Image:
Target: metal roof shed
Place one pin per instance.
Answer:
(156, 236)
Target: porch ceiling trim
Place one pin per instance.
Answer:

----

■ Work instruction
Would you set down every record again, exactly as it appears above?

■ Response to this task
Image:
Target: metal roof shed
Place one pin per instance.
Answer:
(156, 236)
Target: porch ceiling trim
Place one pin per instance.
Answer:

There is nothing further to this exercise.